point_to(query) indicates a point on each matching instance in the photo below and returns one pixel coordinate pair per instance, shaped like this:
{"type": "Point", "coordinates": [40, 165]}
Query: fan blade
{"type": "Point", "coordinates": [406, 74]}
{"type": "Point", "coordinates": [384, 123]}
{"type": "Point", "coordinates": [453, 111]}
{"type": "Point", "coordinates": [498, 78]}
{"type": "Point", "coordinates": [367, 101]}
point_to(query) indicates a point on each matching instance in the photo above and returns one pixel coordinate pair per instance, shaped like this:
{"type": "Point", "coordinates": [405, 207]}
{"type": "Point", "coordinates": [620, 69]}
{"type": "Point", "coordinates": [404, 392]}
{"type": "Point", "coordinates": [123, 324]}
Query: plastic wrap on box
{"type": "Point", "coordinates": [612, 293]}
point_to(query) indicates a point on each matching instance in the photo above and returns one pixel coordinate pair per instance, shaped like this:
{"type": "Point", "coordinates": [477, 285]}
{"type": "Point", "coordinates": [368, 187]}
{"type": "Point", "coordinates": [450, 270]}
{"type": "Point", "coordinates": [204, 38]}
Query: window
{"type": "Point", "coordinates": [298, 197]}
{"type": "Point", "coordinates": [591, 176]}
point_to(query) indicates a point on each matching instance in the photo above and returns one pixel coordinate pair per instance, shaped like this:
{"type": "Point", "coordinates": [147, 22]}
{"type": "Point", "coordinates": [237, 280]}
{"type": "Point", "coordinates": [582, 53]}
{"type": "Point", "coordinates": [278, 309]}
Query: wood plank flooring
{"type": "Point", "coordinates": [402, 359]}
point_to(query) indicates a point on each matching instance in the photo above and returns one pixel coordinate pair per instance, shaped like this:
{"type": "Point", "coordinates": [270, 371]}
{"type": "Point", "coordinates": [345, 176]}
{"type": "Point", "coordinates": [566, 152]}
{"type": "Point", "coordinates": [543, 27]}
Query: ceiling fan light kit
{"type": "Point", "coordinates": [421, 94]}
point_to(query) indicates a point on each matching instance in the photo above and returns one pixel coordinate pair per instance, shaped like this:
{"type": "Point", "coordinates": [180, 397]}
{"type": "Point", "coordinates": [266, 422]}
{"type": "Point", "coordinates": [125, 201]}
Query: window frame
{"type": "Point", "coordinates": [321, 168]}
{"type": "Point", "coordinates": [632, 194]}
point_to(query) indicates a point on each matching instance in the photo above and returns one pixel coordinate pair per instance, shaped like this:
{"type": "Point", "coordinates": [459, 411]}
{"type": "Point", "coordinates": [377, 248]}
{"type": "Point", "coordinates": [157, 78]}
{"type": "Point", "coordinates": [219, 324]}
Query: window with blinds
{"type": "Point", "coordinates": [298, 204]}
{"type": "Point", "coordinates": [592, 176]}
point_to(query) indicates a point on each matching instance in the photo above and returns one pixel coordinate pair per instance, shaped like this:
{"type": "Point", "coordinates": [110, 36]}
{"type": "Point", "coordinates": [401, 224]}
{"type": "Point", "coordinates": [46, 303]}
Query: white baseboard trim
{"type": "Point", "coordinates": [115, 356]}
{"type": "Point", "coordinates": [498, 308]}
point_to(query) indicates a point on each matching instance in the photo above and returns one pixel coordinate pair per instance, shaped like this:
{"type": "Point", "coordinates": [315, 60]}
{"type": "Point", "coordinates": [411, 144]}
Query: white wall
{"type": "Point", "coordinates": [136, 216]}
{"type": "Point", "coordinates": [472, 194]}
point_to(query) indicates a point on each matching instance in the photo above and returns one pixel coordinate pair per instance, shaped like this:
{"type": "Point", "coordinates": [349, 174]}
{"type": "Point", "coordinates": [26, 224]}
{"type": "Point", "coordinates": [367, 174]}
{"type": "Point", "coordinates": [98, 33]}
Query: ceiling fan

+++

> The problem: Repeat the material above in full, exactly as it stands.

> Exercise answer:
point_to(query) indicates a point on each matching instance in the photo below and returns one pixel coordinate pair per instance, shaped like this:
{"type": "Point", "coordinates": [40, 165]}
Query: fan blade
{"type": "Point", "coordinates": [406, 74]}
{"type": "Point", "coordinates": [384, 123]}
{"type": "Point", "coordinates": [453, 111]}
{"type": "Point", "coordinates": [498, 78]}
{"type": "Point", "coordinates": [367, 101]}
point_to(query) indicates a point on each matching instance in the photo above and returns one pixel coordinate pair per instance, shaped like this:
{"type": "Point", "coordinates": [405, 207]}
{"type": "Point", "coordinates": [620, 69]}
{"type": "Point", "coordinates": [404, 392]}
{"type": "Point", "coordinates": [123, 324]}
Query: plastic wrap on box
{"type": "Point", "coordinates": [612, 293]}
point_to(query) indicates a point on each matching instance in the photo above and returns one pixel coordinate pair per instance, shaped like this:
{"type": "Point", "coordinates": [477, 285]}
{"type": "Point", "coordinates": [368, 187]}
{"type": "Point", "coordinates": [450, 270]}
{"type": "Point", "coordinates": [204, 38]}
Query: window
{"type": "Point", "coordinates": [298, 197]}
{"type": "Point", "coordinates": [591, 176]}
point_to(query) indicates a point on each matching instance in the photo above and returns one pixel coordinate pair per instance, shaped like this:
{"type": "Point", "coordinates": [147, 22]}
{"type": "Point", "coordinates": [237, 280]}
{"type": "Point", "coordinates": [582, 53]}
{"type": "Point", "coordinates": [278, 309]}
Query: wood plank flooring
{"type": "Point", "coordinates": [402, 359]}
point_to(query) indicates a point on each matching instance in the photo above and returns one pixel coordinate pair per instance, shaped like this:
{"type": "Point", "coordinates": [270, 371]}
{"type": "Point", "coordinates": [345, 176]}
{"type": "Point", "coordinates": [566, 152]}
{"type": "Point", "coordinates": [543, 27]}
Query: ceiling fan light kit
{"type": "Point", "coordinates": [421, 94]}
point_to(query) indicates a point on each matching instance in the photo above and returns one pixel coordinate pair per instance, shaped like this:
{"type": "Point", "coordinates": [180, 397]}
{"type": "Point", "coordinates": [266, 422]}
{"type": "Point", "coordinates": [125, 201]}
Query: window frame
{"type": "Point", "coordinates": [321, 168]}
{"type": "Point", "coordinates": [632, 194]}
point_to(query) indicates a point on each matching instance in the photo above and returns one pixel coordinate pair per instance, shaped like this:
{"type": "Point", "coordinates": [459, 411]}
{"type": "Point", "coordinates": [377, 248]}
{"type": "Point", "coordinates": [157, 78]}
{"type": "Point", "coordinates": [219, 324]}
Query: window with blinds
{"type": "Point", "coordinates": [298, 204]}
{"type": "Point", "coordinates": [592, 176]}
point_to(query) indicates a point on each matching instance in the photo above and returns one pixel coordinate pair per instance, shaped like this:
{"type": "Point", "coordinates": [110, 36]}
{"type": "Point", "coordinates": [401, 224]}
{"type": "Point", "coordinates": [46, 303]}
Query: white baseboard trim
{"type": "Point", "coordinates": [115, 356]}
{"type": "Point", "coordinates": [498, 308]}
point_to(query) indicates a point on each matching instance in the photo above and returns one pixel coordinate pair per instance, shaped like this:
{"type": "Point", "coordinates": [315, 60]}
{"type": "Point", "coordinates": [411, 144]}
Query: white wall
{"type": "Point", "coordinates": [136, 216]}
{"type": "Point", "coordinates": [472, 194]}
point_to(query) indicates a point on each matching instance in the photo above and returns one pixel coordinate pair per instance, shaped like this:
{"type": "Point", "coordinates": [349, 174]}
{"type": "Point", "coordinates": [26, 224]}
{"type": "Point", "coordinates": [367, 174]}
{"type": "Point", "coordinates": [98, 33]}
Query: ceiling fan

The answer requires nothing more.